Your goal
Retype everything in the listing from its first line down to the line containing "[0,0,145,203]", including both of those lines. Leave the pictures out of your copy.
Begin Records provided
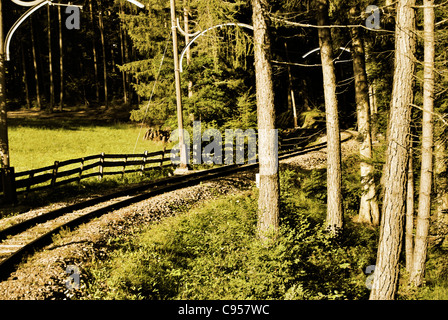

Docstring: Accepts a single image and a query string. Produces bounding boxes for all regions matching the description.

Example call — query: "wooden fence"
[10,149,171,194]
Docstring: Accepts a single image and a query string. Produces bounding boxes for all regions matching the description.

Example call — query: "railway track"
[0,131,350,281]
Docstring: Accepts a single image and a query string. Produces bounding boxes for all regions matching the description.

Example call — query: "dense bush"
[84,170,376,299]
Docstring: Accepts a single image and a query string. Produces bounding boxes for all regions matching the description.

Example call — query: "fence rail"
[10,149,171,194]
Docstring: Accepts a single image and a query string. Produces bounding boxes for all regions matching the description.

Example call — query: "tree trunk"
[410,0,435,286]
[285,41,299,128]
[20,44,31,109]
[58,6,64,111]
[0,1,9,168]
[47,6,54,112]
[89,0,100,102]
[252,0,280,241]
[434,133,448,232]
[120,1,128,104]
[184,0,193,98]
[370,0,415,300]
[30,18,42,110]
[404,147,414,274]
[317,0,343,234]
[351,11,380,226]
[98,1,109,108]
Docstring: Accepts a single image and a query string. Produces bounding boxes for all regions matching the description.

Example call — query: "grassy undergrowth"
[82,164,377,299]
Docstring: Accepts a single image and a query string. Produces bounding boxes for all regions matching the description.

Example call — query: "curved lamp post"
[0,0,145,203]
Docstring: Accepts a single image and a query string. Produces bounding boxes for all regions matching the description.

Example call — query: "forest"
[0,0,448,300]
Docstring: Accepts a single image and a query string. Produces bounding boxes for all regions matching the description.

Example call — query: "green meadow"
[9,119,168,172]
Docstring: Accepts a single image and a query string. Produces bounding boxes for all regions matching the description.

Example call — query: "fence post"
[140,150,148,176]
[78,158,84,183]
[26,171,34,194]
[121,156,128,179]
[51,161,59,187]
[1,167,17,204]
[98,152,104,180]
[160,146,166,168]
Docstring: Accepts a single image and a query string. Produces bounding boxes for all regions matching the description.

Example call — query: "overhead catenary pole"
[0,1,9,168]
[170,0,187,169]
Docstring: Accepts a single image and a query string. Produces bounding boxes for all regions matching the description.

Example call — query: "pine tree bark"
[404,147,414,274]
[351,15,380,226]
[434,136,448,226]
[98,1,109,108]
[20,44,31,109]
[58,6,64,111]
[89,0,100,102]
[317,0,343,234]
[47,6,54,112]
[370,0,415,300]
[184,0,193,98]
[30,18,42,110]
[410,0,435,286]
[252,0,280,241]
[120,1,128,104]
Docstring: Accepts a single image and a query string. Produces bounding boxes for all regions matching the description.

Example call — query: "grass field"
[0,114,170,210]
[9,120,169,172]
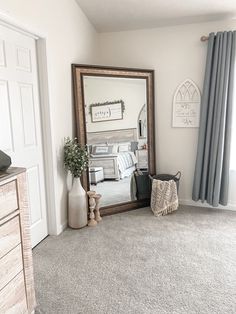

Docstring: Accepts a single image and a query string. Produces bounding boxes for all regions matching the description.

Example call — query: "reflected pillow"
[118,143,131,153]
[92,145,112,155]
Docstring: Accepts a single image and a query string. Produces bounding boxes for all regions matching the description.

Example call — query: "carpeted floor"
[33,207,236,314]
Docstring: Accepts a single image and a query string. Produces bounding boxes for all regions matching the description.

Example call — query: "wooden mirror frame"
[72,64,156,215]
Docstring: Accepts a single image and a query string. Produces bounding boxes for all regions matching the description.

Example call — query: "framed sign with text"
[172,79,201,128]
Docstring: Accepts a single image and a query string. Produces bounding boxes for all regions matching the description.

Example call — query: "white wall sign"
[90,100,124,122]
[172,79,201,128]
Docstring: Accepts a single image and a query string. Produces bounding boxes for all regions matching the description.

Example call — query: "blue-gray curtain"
[192,31,236,206]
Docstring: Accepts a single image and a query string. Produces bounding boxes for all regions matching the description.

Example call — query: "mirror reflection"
[83,76,148,206]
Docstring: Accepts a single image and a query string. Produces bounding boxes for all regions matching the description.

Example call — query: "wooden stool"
[93,194,102,222]
[87,191,97,227]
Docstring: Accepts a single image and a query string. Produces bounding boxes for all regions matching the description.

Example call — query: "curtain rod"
[201,36,209,41]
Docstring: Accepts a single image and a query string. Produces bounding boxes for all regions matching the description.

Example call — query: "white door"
[0,25,48,246]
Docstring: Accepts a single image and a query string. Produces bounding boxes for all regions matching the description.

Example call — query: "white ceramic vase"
[68,178,88,229]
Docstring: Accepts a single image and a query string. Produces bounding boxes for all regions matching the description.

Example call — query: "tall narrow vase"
[68,178,88,229]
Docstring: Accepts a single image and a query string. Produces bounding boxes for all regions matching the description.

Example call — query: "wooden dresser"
[0,168,35,314]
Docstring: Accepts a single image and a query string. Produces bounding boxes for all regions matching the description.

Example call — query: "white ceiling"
[76,0,236,32]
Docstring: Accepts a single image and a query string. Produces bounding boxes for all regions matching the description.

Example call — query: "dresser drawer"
[0,244,23,290]
[0,181,18,219]
[0,216,21,259]
[0,272,28,314]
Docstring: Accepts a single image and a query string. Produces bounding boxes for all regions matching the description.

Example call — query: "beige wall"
[84,77,146,137]
[0,0,96,233]
[98,20,236,204]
End Records provided
Answer to this problem
Docstring: Accepts a single image and a query string. Produces bounding boxes for all regions matching the description.

Example call — query: "wooden fence"
[10,149,171,194]
Docstring: Accepts a single image and a query string. Produces bounding boxes for all regions matching the description.

Example call — query: "railway track"
[0,131,350,281]
Docstring: Accepts a single image and a query string. Produces bounding boxes for all regions matching the description.

Example call — query: "dense bush"
[84,170,376,299]
Docstring: Accepts a single image and a query string. Produces bounding boxes for all regions matching the description.

Example call — query: "fence rail"
[10,149,171,194]
Docstring: Accepts a single image and a query string. Produces bounding boxes for all regions matching the description.

Example call — query: "tree trunk"
[410,0,435,286]
[285,41,299,128]
[20,44,31,109]
[58,6,64,111]
[0,1,9,168]
[47,6,54,112]
[89,0,100,102]
[252,0,280,241]
[434,133,448,232]
[120,1,128,104]
[184,0,193,98]
[370,0,415,300]
[30,18,42,110]
[404,147,414,274]
[317,0,343,234]
[351,11,380,226]
[98,1,109,108]
Docstring: Accepts a single image and a query string. Produces bounding boxes for all regions matching the description.

Example call — query: "grassy undergrowth"
[82,164,377,299]
Docstring: Accepts a single image and a query string. Produces bounding boxes for all regions matching the description.

Example call — query: "curved lamp post"
[0,0,145,203]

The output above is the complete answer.